(Extracted material)
____
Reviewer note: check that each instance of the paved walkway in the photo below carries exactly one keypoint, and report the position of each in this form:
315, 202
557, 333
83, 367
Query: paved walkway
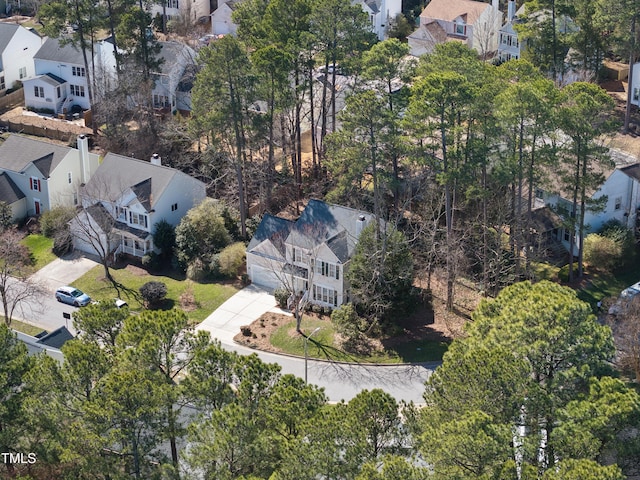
63, 271
241, 309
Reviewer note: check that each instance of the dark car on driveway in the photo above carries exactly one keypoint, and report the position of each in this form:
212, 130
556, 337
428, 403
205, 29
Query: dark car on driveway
72, 296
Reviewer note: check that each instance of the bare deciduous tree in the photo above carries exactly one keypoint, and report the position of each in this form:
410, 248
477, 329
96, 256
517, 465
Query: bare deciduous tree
16, 285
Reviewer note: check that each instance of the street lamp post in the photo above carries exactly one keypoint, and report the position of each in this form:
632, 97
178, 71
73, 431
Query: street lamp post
306, 354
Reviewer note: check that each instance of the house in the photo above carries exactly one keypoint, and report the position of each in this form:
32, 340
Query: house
194, 11
310, 255
509, 46
221, 23
125, 199
18, 46
36, 175
476, 24
174, 80
61, 79
621, 189
380, 13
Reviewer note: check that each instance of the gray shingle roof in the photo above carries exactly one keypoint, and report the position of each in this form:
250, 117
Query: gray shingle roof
146, 180
9, 191
52, 50
274, 229
17, 152
334, 225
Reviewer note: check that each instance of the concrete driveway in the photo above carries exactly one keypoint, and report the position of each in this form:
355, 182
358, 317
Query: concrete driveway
64, 270
241, 309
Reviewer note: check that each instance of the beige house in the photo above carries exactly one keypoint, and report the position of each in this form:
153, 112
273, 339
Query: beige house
476, 24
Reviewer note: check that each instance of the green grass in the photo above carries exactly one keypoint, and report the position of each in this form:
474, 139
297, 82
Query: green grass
40, 248
208, 296
25, 327
323, 346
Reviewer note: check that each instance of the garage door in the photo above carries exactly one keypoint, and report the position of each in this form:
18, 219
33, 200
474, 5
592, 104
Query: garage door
264, 277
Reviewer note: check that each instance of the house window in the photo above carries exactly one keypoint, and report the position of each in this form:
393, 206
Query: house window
77, 90
138, 219
327, 269
161, 101
325, 295
460, 28
34, 184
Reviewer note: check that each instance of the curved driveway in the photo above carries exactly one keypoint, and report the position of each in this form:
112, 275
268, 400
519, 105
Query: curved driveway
340, 381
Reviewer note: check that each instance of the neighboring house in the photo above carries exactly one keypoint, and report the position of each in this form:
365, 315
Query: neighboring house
221, 23
173, 83
61, 80
36, 175
193, 10
509, 46
310, 255
622, 191
18, 46
381, 13
124, 200
476, 24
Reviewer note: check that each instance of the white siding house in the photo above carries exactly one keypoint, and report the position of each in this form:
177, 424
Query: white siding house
45, 175
124, 200
18, 46
61, 79
309, 256
475, 24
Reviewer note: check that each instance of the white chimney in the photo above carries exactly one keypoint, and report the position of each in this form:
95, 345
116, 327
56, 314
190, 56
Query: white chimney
360, 224
511, 10
83, 153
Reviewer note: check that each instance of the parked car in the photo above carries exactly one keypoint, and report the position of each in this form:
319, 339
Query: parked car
625, 297
72, 296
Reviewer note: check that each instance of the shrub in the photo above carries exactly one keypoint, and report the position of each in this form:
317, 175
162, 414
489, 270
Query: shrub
153, 293
54, 220
231, 259
281, 295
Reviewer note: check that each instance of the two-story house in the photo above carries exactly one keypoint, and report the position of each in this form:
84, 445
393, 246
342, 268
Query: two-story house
309, 256
61, 79
381, 13
36, 175
509, 45
125, 199
174, 79
476, 24
18, 46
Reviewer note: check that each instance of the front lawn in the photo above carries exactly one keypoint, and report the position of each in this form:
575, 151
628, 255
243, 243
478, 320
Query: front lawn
40, 249
207, 296
323, 345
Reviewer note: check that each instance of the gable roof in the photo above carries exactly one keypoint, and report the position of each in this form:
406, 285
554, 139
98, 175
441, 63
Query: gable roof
449, 10
272, 229
334, 225
53, 50
17, 152
9, 191
146, 180
7, 31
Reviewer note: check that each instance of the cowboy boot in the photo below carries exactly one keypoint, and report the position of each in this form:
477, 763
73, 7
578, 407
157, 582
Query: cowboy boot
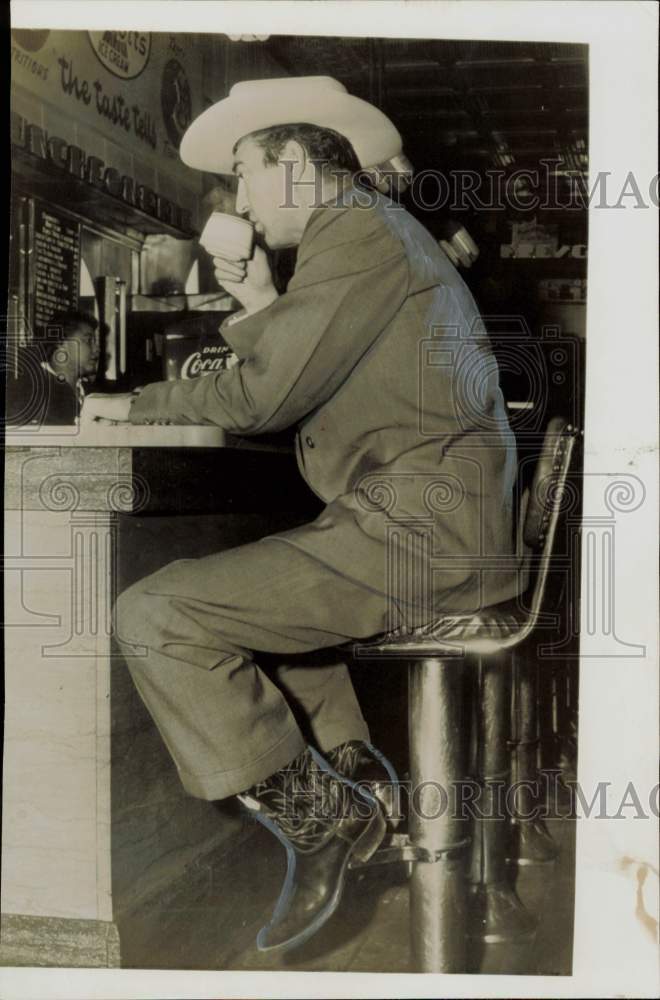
371, 772
325, 824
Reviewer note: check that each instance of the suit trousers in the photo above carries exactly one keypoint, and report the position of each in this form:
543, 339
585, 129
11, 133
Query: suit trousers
189, 633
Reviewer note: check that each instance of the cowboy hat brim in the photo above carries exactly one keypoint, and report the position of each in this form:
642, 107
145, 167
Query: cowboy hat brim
209, 142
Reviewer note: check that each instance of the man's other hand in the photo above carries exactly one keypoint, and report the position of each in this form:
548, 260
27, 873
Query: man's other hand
113, 407
249, 281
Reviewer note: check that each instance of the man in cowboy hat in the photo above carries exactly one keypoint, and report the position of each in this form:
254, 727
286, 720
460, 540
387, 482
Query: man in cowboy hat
377, 354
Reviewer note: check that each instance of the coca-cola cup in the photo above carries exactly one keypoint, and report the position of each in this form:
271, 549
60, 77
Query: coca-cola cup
228, 237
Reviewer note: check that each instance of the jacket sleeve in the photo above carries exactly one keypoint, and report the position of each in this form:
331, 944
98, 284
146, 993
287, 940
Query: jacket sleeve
351, 279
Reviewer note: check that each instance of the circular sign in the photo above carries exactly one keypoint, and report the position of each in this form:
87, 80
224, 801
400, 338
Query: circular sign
124, 53
29, 39
175, 101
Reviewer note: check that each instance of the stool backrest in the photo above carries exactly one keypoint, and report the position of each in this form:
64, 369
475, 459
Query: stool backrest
546, 496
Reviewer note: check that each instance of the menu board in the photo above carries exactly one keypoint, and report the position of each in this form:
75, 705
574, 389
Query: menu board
55, 263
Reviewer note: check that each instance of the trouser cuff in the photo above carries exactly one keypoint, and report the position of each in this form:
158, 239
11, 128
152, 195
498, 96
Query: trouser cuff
221, 784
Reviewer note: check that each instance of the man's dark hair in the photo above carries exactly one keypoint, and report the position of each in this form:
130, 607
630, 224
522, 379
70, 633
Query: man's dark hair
60, 327
322, 145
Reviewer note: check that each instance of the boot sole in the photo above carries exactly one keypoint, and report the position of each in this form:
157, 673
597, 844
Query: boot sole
361, 850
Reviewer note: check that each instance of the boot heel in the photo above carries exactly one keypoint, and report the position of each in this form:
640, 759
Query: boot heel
370, 840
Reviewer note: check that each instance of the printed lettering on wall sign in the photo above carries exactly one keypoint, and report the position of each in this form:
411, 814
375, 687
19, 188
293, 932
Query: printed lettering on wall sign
175, 101
123, 53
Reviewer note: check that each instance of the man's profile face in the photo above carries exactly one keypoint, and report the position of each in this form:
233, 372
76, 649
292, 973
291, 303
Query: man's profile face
82, 348
262, 194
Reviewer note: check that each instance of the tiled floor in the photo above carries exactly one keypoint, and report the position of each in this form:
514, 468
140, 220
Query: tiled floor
209, 920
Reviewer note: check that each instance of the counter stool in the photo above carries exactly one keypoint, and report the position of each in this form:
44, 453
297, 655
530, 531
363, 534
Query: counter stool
437, 656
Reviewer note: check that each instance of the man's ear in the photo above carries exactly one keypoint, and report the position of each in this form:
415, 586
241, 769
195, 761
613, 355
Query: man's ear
296, 154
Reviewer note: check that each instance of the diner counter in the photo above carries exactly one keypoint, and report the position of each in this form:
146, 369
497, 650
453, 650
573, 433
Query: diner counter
85, 515
97, 435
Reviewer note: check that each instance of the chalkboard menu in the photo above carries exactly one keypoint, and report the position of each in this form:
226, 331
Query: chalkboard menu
55, 263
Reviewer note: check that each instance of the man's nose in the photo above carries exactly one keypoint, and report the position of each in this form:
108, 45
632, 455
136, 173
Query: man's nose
242, 203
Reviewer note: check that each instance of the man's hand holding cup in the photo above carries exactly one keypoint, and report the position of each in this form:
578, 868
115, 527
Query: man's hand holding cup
241, 267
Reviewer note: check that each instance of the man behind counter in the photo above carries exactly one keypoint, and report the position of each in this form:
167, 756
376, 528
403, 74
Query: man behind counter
50, 387
338, 356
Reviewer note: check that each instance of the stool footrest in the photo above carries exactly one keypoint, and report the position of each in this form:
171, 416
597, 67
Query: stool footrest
399, 848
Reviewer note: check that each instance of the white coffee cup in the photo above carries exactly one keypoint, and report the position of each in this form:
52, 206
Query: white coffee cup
227, 236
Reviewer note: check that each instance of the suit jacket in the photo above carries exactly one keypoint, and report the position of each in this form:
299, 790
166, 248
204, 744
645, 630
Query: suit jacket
378, 354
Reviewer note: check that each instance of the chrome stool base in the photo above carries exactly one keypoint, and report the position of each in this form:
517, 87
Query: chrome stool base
532, 843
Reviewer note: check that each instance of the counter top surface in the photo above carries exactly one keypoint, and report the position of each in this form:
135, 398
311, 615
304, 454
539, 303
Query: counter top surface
96, 435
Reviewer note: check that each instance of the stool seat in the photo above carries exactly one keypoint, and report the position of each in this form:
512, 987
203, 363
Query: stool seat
459, 633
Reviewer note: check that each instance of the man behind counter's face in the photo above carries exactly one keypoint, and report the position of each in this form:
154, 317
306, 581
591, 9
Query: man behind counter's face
77, 355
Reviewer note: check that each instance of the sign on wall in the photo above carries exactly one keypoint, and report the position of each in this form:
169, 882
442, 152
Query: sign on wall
138, 90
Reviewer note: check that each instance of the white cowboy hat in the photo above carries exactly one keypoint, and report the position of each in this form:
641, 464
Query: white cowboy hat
316, 100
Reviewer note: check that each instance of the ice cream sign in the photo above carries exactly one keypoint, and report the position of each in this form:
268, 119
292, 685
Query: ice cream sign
124, 53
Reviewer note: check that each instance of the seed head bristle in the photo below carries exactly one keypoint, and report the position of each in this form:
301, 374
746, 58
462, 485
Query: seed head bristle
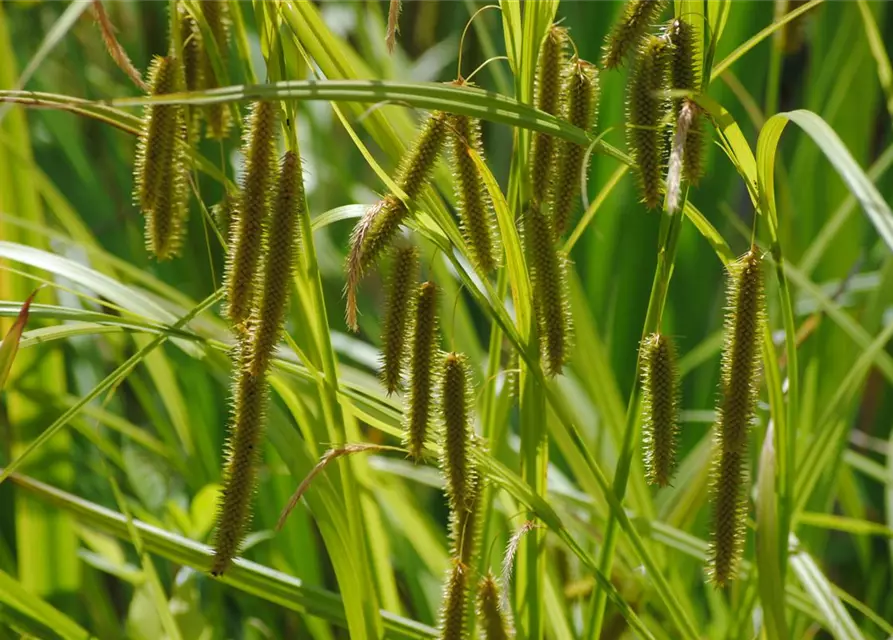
____
(Written exercise)
Extract every line of the data above that contains the string "shingle".

(Output)
Reviewer note: check that each instance of the gray shingle roof in the photo above carries exactly one keypoint, and report the position of each in this form:
Query: gray shingle roof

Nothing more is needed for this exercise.